- [Exercise prompt] Scale the stretch from the line containing "Point to the snow on" through the end of the entries, both ends included. Rewrite each of those lines with every coordinate listed under "Pins:" multiplied by 2.2 and rounded to a whole number (halves up), leave the sample coordinates and all other text unchanged, and omit the pictures.

- [Dataset entries]
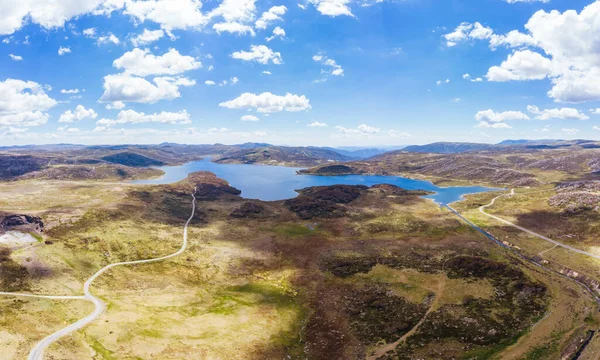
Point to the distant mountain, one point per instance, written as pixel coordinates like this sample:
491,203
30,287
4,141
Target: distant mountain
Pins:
448,147
354,152
525,141
132,159
282,155
252,145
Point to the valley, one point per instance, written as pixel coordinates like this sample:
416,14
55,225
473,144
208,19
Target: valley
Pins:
337,272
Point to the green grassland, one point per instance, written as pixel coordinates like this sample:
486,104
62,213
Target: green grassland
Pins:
391,277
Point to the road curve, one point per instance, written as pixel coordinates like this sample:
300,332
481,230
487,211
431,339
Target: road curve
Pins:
58,297
557,243
37,353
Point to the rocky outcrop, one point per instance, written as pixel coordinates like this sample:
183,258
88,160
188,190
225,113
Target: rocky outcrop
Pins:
24,223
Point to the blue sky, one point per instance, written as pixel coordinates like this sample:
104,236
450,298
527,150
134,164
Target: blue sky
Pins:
357,73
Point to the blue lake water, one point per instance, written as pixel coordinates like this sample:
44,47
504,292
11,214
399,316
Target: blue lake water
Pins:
271,183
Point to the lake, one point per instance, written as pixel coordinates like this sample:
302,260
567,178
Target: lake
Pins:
271,183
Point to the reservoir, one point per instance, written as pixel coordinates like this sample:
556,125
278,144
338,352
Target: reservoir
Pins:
271,183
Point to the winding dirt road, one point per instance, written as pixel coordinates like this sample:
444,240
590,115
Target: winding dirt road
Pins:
556,243
37,353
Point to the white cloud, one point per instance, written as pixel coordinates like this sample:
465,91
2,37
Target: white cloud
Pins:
497,120
332,8
79,114
218,130
521,65
117,105
234,28
571,131
398,134
63,50
89,32
335,69
363,129
259,53
564,113
170,14
277,33
268,17
268,102
48,14
568,41
480,32
471,79
143,63
110,38
23,103
249,118
235,11
147,37
134,117
316,124
126,88
513,39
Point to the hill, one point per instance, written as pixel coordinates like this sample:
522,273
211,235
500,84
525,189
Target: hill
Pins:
132,159
448,147
280,155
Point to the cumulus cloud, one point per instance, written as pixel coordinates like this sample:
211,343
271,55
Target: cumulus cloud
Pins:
497,120
171,14
117,105
471,79
363,129
333,67
79,114
142,63
277,33
63,50
270,16
234,28
249,118
110,38
563,113
521,65
134,117
260,54
23,103
560,47
570,131
332,8
316,124
466,31
127,88
147,37
268,102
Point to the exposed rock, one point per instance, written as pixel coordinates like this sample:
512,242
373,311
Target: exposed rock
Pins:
24,223
250,211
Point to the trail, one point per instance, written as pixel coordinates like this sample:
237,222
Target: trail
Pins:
557,243
37,353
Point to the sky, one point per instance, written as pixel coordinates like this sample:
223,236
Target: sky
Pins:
308,72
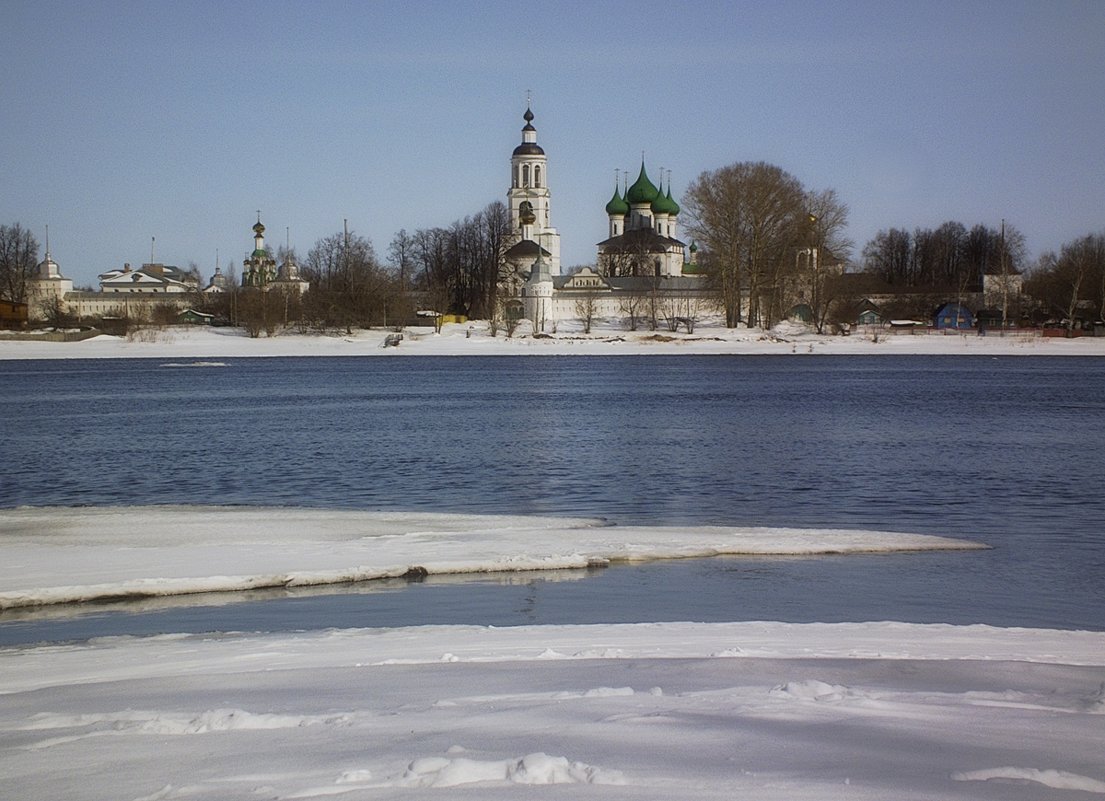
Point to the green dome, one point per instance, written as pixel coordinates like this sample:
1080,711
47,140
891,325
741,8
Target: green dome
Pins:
617,207
642,191
664,204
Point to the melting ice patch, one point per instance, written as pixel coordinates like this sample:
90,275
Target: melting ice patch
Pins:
1058,779
532,769
52,556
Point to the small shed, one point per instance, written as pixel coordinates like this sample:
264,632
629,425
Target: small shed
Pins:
954,316
800,313
190,316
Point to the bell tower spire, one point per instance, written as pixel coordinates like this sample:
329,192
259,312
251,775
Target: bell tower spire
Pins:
530,217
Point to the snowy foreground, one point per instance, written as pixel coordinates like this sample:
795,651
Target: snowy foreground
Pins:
674,710
54,556
666,710
606,339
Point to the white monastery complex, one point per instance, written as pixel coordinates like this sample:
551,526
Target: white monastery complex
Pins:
641,266
641,270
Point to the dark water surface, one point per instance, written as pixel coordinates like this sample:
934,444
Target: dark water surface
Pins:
1007,451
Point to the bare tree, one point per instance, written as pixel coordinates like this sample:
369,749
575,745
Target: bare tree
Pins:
587,306
747,215
632,304
19,259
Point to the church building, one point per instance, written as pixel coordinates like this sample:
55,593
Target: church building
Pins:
640,266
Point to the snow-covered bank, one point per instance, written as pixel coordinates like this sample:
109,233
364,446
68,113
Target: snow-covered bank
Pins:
764,710
72,555
190,343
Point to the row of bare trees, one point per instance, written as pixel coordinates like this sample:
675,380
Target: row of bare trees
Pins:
19,259
1071,284
948,257
455,269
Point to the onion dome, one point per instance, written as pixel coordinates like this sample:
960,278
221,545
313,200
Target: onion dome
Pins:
617,207
664,204
642,191
528,146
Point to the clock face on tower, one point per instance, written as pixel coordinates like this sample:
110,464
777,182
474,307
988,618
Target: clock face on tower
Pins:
526,214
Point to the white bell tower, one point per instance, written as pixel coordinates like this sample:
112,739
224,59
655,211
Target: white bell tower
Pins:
529,195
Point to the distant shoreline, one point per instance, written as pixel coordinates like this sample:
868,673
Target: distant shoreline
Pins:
192,343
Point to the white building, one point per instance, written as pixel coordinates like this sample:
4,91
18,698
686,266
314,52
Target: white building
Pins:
154,278
641,266
529,199
48,285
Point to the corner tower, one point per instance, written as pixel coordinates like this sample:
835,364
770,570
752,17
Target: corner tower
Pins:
530,220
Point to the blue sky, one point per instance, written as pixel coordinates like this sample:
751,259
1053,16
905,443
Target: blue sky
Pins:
128,120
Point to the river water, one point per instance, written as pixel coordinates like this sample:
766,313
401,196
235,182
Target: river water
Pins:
1006,451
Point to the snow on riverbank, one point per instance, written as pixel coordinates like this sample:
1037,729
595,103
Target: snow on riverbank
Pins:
766,710
646,712
71,555
201,344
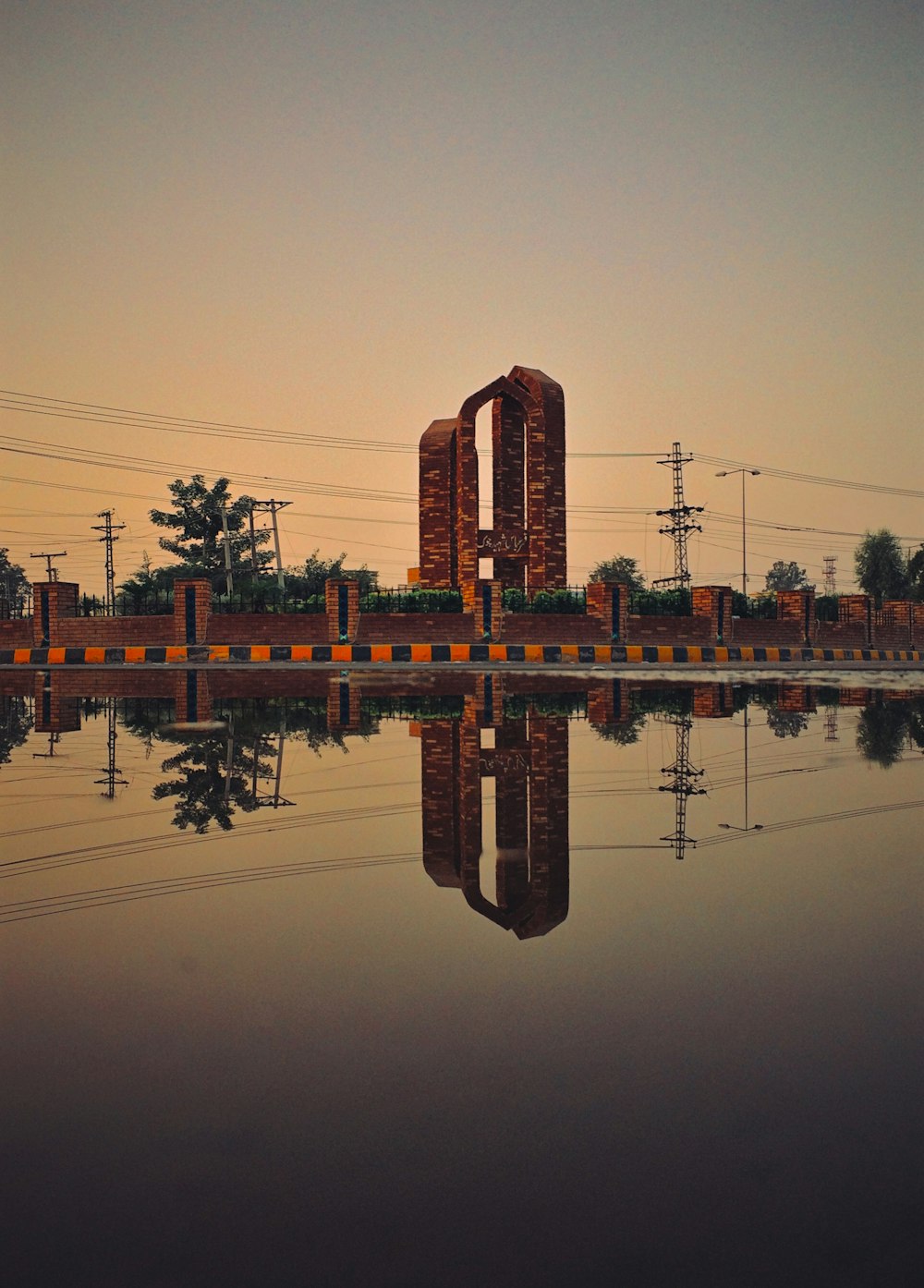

- [Output below]
Point to the snow on riverbank, one point per instance, written as pixel coordinates like this sample:
1037,729
595,103
Target: snow on riverbank
Pins:
1685,1562
1421,1566
156,1221
442,757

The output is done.